**Problem details:** Copy the lines below word for word, beginning with the line that contains "the player's right" and continuing through the line that contains "[(78, 176), (163, 63), (145, 159)]".

(Records from a point labeling set)
** START **

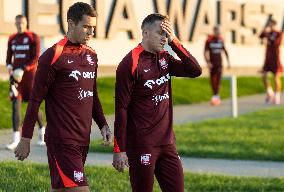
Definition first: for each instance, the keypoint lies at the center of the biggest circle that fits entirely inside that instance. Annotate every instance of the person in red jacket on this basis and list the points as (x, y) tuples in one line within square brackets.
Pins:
[(22, 57), (66, 80), (214, 47), (143, 129), (272, 61)]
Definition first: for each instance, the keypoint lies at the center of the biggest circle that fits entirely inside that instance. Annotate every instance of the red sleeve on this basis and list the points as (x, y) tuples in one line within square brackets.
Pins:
[(9, 51), (123, 91), (279, 39), (206, 47), (187, 66), (263, 34), (35, 51), (97, 113), (45, 75)]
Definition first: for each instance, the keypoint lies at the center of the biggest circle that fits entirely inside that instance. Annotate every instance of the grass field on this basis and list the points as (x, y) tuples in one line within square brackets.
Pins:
[(255, 136), (27, 177), (185, 91)]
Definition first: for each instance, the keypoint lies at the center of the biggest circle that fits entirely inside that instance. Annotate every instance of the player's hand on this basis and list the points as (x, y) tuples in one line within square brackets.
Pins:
[(209, 64), (107, 135), (168, 28), (22, 151), (120, 161)]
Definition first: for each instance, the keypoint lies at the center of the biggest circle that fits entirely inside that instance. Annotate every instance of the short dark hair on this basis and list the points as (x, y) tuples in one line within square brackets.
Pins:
[(150, 19), (20, 16), (77, 10), (273, 21)]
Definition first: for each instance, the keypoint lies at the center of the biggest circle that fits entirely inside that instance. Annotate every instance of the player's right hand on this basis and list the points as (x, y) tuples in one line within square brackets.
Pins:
[(120, 161), (22, 151)]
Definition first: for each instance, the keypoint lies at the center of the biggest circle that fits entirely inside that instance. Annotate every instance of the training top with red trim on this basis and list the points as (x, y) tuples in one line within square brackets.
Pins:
[(143, 96), (23, 50), (66, 79), (272, 55), (215, 45)]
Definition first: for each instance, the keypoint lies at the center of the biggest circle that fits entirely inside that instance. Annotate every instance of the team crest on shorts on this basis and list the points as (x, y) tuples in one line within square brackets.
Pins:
[(78, 176), (163, 63), (145, 159)]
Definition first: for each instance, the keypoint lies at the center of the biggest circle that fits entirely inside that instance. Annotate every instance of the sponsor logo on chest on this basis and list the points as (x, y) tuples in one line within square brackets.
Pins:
[(163, 63), (159, 98), (78, 176), (90, 60), (20, 47), (145, 159), (86, 75), (160, 81), (25, 40), (85, 94)]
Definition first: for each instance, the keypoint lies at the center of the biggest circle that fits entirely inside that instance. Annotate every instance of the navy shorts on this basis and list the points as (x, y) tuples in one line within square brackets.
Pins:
[(162, 161), (66, 165)]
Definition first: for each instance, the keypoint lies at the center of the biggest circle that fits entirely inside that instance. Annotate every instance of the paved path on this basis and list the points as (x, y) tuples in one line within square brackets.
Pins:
[(182, 114)]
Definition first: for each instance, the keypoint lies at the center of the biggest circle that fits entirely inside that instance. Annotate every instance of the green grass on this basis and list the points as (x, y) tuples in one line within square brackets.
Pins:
[(255, 136), (185, 91), (30, 177)]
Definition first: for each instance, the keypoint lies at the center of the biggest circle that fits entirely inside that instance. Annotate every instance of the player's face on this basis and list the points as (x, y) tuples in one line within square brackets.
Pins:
[(83, 31), (216, 31), (21, 24), (156, 37), (271, 25)]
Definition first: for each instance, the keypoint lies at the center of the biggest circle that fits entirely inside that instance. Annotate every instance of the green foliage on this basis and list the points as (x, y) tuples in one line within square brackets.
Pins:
[(254, 136), (30, 177)]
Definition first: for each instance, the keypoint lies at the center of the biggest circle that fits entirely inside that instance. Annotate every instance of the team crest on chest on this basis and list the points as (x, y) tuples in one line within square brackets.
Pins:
[(163, 63), (145, 159), (25, 40), (90, 60), (78, 176)]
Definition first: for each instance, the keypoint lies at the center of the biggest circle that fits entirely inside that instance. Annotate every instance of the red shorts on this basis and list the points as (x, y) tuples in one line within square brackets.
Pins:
[(66, 165), (161, 161)]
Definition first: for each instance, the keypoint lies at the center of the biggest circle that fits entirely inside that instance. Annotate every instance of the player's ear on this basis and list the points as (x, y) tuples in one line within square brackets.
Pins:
[(71, 24)]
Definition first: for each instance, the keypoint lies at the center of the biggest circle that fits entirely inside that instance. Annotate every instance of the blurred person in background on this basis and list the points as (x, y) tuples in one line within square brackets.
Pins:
[(21, 61), (214, 47), (272, 61)]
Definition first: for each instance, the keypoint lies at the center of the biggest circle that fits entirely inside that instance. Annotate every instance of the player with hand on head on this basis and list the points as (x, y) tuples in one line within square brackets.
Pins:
[(143, 129), (66, 80), (272, 61)]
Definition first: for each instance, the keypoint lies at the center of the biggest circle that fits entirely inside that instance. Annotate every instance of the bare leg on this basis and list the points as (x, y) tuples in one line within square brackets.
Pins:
[(73, 189)]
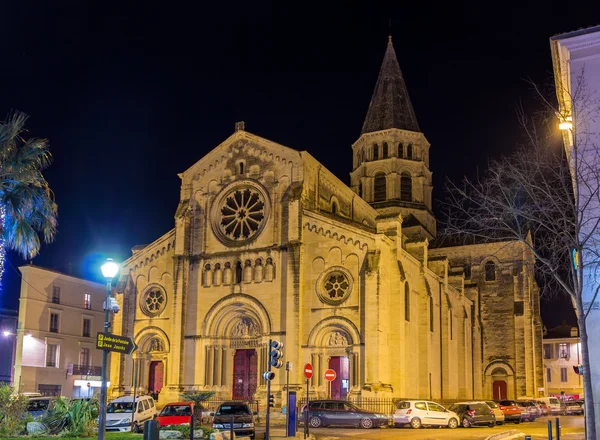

** END **

**Result of the exercise:**
Definition first: for each instance, the keypoint lies at the center of the biggest circle that fits entirely inside that instance. Annotate every instance of the player's right hand on this basis and list the points as (x, y) tuples in one line within square brackets.
Pins:
[(120, 161), (22, 151)]
Definition first: for each instance, the keypoint lies at the center of the biggest circle that fits entirely inside that instance. Annotate every instance of the training top with red trim on this basis and list the points as (x, y) tuples in one line within square brackets.
Pins:
[(143, 96), (23, 50), (66, 79), (272, 55), (215, 45)]
Definition first: for each instance, the keypoint lies at the center of the biggest circle that fits entirely inside that instance. Annotate every instance of the team crest on shorts on this basis and list the points as (x, y) tuples in one line within square brackets.
Pins:
[(78, 176), (163, 63), (145, 159)]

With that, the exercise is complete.